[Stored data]
BEGIN

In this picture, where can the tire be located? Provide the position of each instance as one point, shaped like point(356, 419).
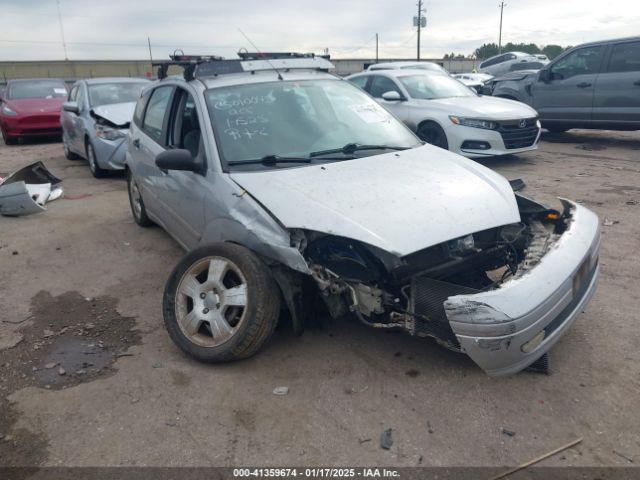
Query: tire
point(93, 163)
point(69, 155)
point(433, 134)
point(558, 130)
point(193, 310)
point(138, 210)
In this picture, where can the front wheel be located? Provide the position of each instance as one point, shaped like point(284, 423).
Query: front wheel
point(221, 303)
point(93, 163)
point(433, 134)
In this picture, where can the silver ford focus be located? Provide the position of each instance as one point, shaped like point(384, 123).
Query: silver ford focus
point(287, 184)
point(95, 121)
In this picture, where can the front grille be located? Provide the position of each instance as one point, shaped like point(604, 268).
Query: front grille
point(427, 298)
point(518, 133)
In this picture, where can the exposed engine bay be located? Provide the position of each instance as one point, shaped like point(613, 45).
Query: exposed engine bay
point(408, 293)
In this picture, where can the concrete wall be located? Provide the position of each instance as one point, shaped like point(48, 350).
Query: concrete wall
point(72, 70)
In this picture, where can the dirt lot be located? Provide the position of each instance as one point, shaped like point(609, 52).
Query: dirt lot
point(89, 377)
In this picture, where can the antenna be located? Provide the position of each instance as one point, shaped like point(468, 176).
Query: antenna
point(258, 50)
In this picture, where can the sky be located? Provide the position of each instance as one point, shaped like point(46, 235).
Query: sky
point(118, 29)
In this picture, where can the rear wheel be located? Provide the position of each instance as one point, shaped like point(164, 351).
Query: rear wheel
point(138, 209)
point(433, 134)
point(93, 163)
point(221, 303)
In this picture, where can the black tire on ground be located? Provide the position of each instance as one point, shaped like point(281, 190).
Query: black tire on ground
point(138, 210)
point(93, 163)
point(259, 316)
point(553, 129)
point(69, 155)
point(433, 134)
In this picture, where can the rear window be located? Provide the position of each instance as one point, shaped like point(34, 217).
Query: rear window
point(36, 89)
point(625, 57)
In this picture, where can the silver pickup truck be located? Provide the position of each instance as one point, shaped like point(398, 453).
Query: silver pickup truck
point(595, 85)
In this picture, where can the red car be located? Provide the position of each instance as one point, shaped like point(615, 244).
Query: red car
point(30, 108)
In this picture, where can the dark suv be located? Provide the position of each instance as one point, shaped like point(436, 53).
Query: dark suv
point(595, 85)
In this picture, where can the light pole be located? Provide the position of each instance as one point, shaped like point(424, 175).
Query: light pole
point(502, 4)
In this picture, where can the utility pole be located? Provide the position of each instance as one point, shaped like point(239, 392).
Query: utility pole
point(64, 44)
point(419, 26)
point(502, 4)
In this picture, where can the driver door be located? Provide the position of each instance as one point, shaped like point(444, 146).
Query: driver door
point(569, 91)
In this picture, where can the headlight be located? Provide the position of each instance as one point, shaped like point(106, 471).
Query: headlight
point(473, 122)
point(108, 133)
point(7, 111)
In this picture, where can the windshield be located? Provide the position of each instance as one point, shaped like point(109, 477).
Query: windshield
point(297, 118)
point(109, 93)
point(36, 89)
point(431, 87)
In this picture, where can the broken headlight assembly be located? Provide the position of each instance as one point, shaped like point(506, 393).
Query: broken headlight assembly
point(108, 133)
point(473, 122)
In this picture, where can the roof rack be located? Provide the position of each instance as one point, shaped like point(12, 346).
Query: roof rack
point(195, 66)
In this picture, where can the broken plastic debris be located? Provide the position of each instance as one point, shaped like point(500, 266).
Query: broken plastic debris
point(27, 190)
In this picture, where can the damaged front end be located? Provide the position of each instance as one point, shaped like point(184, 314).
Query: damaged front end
point(503, 296)
point(26, 191)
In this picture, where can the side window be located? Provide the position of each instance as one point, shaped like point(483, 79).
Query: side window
point(73, 94)
point(140, 105)
point(380, 85)
point(581, 62)
point(80, 98)
point(155, 113)
point(184, 126)
point(359, 81)
point(625, 57)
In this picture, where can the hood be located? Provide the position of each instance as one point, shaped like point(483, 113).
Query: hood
point(400, 202)
point(36, 105)
point(490, 108)
point(120, 114)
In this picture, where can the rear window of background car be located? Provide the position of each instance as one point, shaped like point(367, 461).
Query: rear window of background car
point(625, 57)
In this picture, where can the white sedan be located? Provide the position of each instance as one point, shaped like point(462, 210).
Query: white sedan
point(446, 113)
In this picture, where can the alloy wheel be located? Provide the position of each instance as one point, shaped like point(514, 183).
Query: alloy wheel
point(211, 301)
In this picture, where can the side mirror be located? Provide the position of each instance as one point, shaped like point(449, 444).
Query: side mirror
point(178, 159)
point(392, 96)
point(544, 75)
point(71, 107)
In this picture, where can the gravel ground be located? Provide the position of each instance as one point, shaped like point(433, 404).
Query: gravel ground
point(89, 377)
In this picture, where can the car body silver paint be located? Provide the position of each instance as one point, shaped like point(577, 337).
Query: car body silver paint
point(492, 326)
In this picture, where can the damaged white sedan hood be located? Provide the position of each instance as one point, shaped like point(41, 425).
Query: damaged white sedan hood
point(119, 114)
point(400, 202)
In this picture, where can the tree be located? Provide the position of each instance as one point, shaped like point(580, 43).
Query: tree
point(552, 51)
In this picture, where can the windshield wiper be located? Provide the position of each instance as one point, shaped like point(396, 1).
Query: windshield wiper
point(270, 160)
point(350, 148)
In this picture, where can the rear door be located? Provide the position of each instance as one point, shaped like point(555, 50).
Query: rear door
point(568, 94)
point(182, 193)
point(146, 142)
point(617, 95)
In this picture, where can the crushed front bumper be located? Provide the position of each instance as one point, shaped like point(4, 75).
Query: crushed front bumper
point(507, 329)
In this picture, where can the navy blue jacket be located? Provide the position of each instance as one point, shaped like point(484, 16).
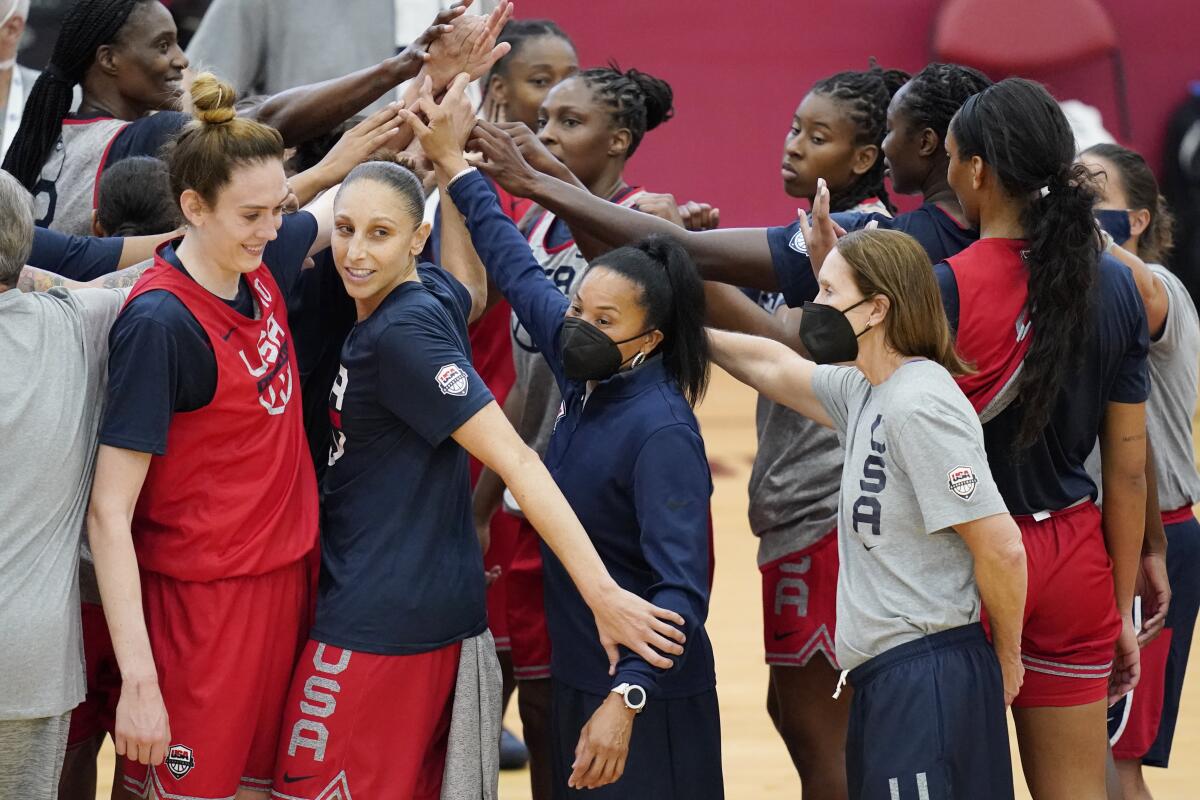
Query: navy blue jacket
point(630, 461)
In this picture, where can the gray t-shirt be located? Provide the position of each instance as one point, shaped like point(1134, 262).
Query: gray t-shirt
point(54, 350)
point(915, 468)
point(797, 470)
point(1174, 376)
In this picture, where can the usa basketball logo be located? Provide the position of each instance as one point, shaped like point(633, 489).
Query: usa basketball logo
point(963, 481)
point(180, 761)
point(453, 380)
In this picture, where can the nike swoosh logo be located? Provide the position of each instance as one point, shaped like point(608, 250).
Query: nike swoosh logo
point(289, 779)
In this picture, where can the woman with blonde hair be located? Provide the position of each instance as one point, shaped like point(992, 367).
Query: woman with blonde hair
point(924, 536)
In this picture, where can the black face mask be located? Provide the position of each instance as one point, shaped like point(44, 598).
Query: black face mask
point(1116, 223)
point(588, 353)
point(827, 335)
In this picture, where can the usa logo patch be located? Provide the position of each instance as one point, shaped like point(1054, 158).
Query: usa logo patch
point(180, 761)
point(963, 481)
point(453, 380)
point(798, 242)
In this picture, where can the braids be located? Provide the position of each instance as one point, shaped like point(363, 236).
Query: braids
point(88, 25)
point(865, 97)
point(636, 100)
point(937, 92)
point(519, 31)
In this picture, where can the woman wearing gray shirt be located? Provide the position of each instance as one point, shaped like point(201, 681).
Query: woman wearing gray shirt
point(924, 536)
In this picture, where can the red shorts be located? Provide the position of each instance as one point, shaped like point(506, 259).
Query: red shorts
point(528, 635)
point(366, 726)
point(499, 553)
point(799, 605)
point(1071, 614)
point(225, 651)
point(96, 714)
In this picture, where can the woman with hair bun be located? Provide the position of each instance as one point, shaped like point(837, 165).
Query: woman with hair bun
point(204, 505)
point(629, 356)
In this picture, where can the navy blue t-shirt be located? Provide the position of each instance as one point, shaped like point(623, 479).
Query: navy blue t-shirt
point(401, 570)
point(145, 136)
point(1050, 475)
point(76, 258)
point(933, 228)
point(160, 358)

END

Brief:
Duplicate all of the lines above verbatim, but omit the pictures from your answer.

Expected answer:
In this picture, where can the tire be located? Provide the position of each instance as one point, shaped like point(356, 419).
Query: tire
point(93, 163)
point(69, 155)
point(433, 134)
point(558, 130)
point(193, 310)
point(138, 210)
In this picture, where can the front wheel be located? Provide the position of each instance as one point, shaped like point(284, 423).
Query: front wheel
point(221, 303)
point(93, 163)
point(433, 134)
In this picture, where can the silver ford focus be located? Provide the position of each instance as one point, shaped like point(384, 123).
Query: silver ford focus
point(287, 184)
point(95, 121)
In this picture, where can the front grille be located? Provide the position of each instance as one point, shaped like point(604, 268).
Query: front grille
point(427, 298)
point(518, 133)
In this picture, where can the exposed engine bay be located? Provide the position of each instance as one point, shaped like point(613, 45).
Query: exposed engine bay
point(408, 293)
In this picture, where can the concrete wall be located? Provide the position of each instance as one point, shaped like point(48, 350).
Query: concrete wall
point(72, 70)
In this picture, where can the dirt lot be located? Provide the position of each instance as one point, shaped like point(609, 52).
Query: dirt lot
point(89, 377)
In this picture, where can the antenna be located? Provide the position of each instance as one point, shaped like point(468, 176).
Query: antenna
point(258, 50)
In this picture, where can the sky be located? Provide the position of each instance as one point, shaped like point(46, 235).
Query: sky
point(118, 29)
In this picture, where can the rear wheel be located? Provide the position of each instance as one point, shaped like point(164, 351).
Query: rear wheel
point(138, 209)
point(433, 134)
point(93, 163)
point(221, 303)
In this picture, where can the black tire on ground be located? Provide the position of each instance as one point, shaped like point(281, 190).
Query: black tire on ground
point(138, 210)
point(93, 163)
point(259, 316)
point(553, 129)
point(69, 155)
point(433, 134)
In this picture, where can the rear window be located? Provide the position of each instance as one point, shaped like point(34, 217).
Query: rear window
point(36, 89)
point(625, 57)
In this picture, where can the silver pickup truck be located? Provide the position of each instance as one point, shaped like point(398, 453).
Query: silver pickup truck
point(595, 85)
In this picture, where can the red car be located? Provide the position of each instance as one point, shaped like point(615, 244).
Query: red car
point(30, 108)
In this picture, where can the dark suv be located? Provide the position of each instance as one point, shaped like point(436, 53).
Query: dark suv
point(595, 85)
In this picture, where can the light pole be located? Provide the position of each instance as one point, shaped like point(424, 175).
Query: light pole
point(502, 4)
In this picture, where can the utility pole be located? Provide the position of each instance as one point, shaped like point(239, 392).
Query: utility pole
point(64, 44)
point(419, 26)
point(502, 4)
In this picture, where can the driver door be located? Provide the position of each instance as one point, shaped like point(444, 146).
Query: driver door
point(569, 91)
In this picture, where can the headlight be located? Provide the position of each instance as one point, shaped like point(106, 471).
Query: headlight
point(473, 122)
point(108, 133)
point(7, 111)
In this picture, where can the windshield be located? Provide the position of each instance as one point, shaped like point(109, 477).
Query: windshield
point(297, 118)
point(109, 93)
point(36, 89)
point(431, 87)
In this picture, where can the broken headlight assembly be located? Provide the position of each instance as one point, shaped like point(506, 393).
Query: broken headlight assembly
point(108, 133)
point(473, 122)
In this picture, where can the roof rack be located? Provide the position of each instance as one point, shaped like point(12, 346).
Query: roof rack
point(195, 66)
In this picture, where can the broken plastic debris be located? Provide the position of each instance as one point, shaped like point(500, 266).
Query: broken plastic debris
point(27, 190)
In this picture, where can the damaged front end be located? Provide the position of each instance as one point, shaped like point(184, 314).
Query: damaged front end
point(503, 296)
point(26, 191)
In this picture, where can the side window be located? Provide the position of each instance as one point, shaped like point(483, 79).
Query: side window
point(73, 94)
point(140, 105)
point(380, 85)
point(581, 62)
point(80, 98)
point(155, 113)
point(184, 126)
point(359, 81)
point(625, 57)
In this picture, where can the hood be located? Provide the position of each instance as one point, shaped like point(483, 113).
Query: hood
point(400, 202)
point(36, 105)
point(490, 108)
point(120, 114)
In this picture, where can the rear window of background car be located? Provide the position of each instance as one point, shaped like point(367, 461).
Query: rear window of background car
point(625, 57)
In this picture, where can the white sedan be located? Provide the position of each instance as one point, shaped like point(462, 210).
Query: white sedan
point(446, 113)
In this picture, where can the alloy wheel be located? Provide the position of each instance as one point, shaped like point(514, 183).
Query: alloy wheel
point(211, 301)
In this picture, where can the side mirror be located? Provide the position of each instance as one point, shaped like point(449, 444).
Query: side mirror
point(178, 159)
point(392, 96)
point(544, 75)
point(71, 107)
In this picture, where can the gravel ground be located? Provide the position of each instance as one point, shaped like point(433, 404).
Query: gravel ground
point(89, 377)
In this picture, where can the car body silver paint be located? Provide the position of each instance as one point, shaped like point(577, 337).
Query: car body silver paint
point(492, 326)
In this picture, where can the damaged white sedan hood be located? Provide the position of each instance as one point, shaped like point(41, 425).
Query: damaged white sedan hood
point(119, 114)
point(400, 202)
In this picture, where can the tree be located? Provide the position of each instance as one point, shaped like point(580, 43).
Query: tree
point(552, 51)
In this picture, where can the windshield wiper be located? Provide the position of each instance as one point, shaped like point(396, 1).
Query: windshield wiper
point(270, 160)
point(350, 148)
In this picture, where can the rear door be located? Provide the position of each instance as one point, shaped like point(555, 50).
Query: rear door
point(568, 94)
point(182, 193)
point(146, 142)
point(617, 95)
In this picture, where can the crushed front bumper be located? Provide the position of each instance as one point, shaped like point(4, 75).
Query: crushed front bumper
point(507, 329)
In this picture, where can the navy blue jacket be located? Provide the position of each instance as one point, shaped like point(484, 16).
Query: navy blue jacket
point(630, 461)
In this picture, where can the gray t-shirt be located? Provide the position of each instance as one point, shaped like point(1134, 262).
Query: gray t-shirt
point(54, 350)
point(915, 468)
point(797, 470)
point(1174, 376)
In this picture, where can the usa basketball logo be located? Provide the position of each instance as one point, shaped like point(633, 489).
Query: usa basketball logo
point(963, 481)
point(180, 761)
point(453, 380)
In this picture, where can the nike swoosh logo be located? Provide the position of each instance as one point, shaped like point(608, 250).
Query: nike swoosh logo
point(289, 779)
In this picture, where can the woman with blonde hair be located? Provide the position of each instance as one point, shaped like point(992, 367).
Query: woman with blonde hair
point(924, 536)
In this picture, where can the black face mask be located? Provide the position of each instance as one point, shaped like point(44, 598).
Query: black face mask
point(1116, 223)
point(588, 353)
point(827, 335)
In this picture, where can the usa logo patch be located? Provide the position of each instance as one point, shaped like point(1054, 158).
Query: usa logo patch
point(180, 761)
point(963, 481)
point(453, 380)
point(798, 242)
In this picture, where can the braids be located? Provide the position of each instance as one point, shaped like point(363, 236).
Query: braids
point(88, 25)
point(865, 97)
point(636, 100)
point(937, 92)
point(519, 31)
In this picture, where can the woman wearing gray shirt be located? Provide the position of each instance as one point, shaped like point(201, 681).
Query: woman wearing gray shirt
point(924, 536)
In this picture, where can the red shorts be located? Provide the position of each instance as one point, shaped like point(506, 259).
Query: red shorts
point(528, 635)
point(366, 726)
point(499, 553)
point(799, 605)
point(1071, 614)
point(225, 651)
point(96, 714)
In this picture, where can the woman with hair bun be located? Provide the position of each instance as one point, shaped like point(837, 165).
Query: woman with hair bun
point(204, 505)
point(629, 356)
In this picture, where can the navy blue t-shirt be located? Provide the position of each instance as one point, shaped like point(623, 479).
Query: navy blue t-shirt
point(401, 570)
point(145, 136)
point(1050, 475)
point(76, 258)
point(933, 228)
point(160, 358)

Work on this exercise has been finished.